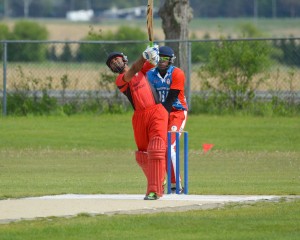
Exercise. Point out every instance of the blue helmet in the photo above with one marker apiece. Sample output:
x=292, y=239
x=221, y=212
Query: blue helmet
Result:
x=167, y=51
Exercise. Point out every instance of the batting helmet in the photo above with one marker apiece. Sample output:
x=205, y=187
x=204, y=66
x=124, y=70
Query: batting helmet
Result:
x=115, y=54
x=167, y=51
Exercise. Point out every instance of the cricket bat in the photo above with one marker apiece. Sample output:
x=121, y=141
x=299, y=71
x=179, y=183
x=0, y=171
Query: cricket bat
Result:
x=150, y=21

=====

— Zu bearbeiten —
Schreibe das gesamte Material oben zeichengenau und Zeile für Zeile ab. Lass die Bilder dabei weg.

— Ergebnis —
Exercise. Point out every instance of the blue helmet in the photo above with one marker apiece. Sample output:
x=292, y=239
x=221, y=212
Query: blue helmet
Result:
x=167, y=51
Exercise. Point out every instance of the batting helmet in the photo above with one marker apiece. Sample output:
x=205, y=187
x=204, y=66
x=124, y=70
Query: batting helmet
Result:
x=115, y=54
x=167, y=51
Exercise. Point out every instance of the cricket bat in the photo above with one marker apiece. Sample output:
x=121, y=141
x=299, y=71
x=179, y=183
x=0, y=171
Query: cricket bat
Result:
x=150, y=21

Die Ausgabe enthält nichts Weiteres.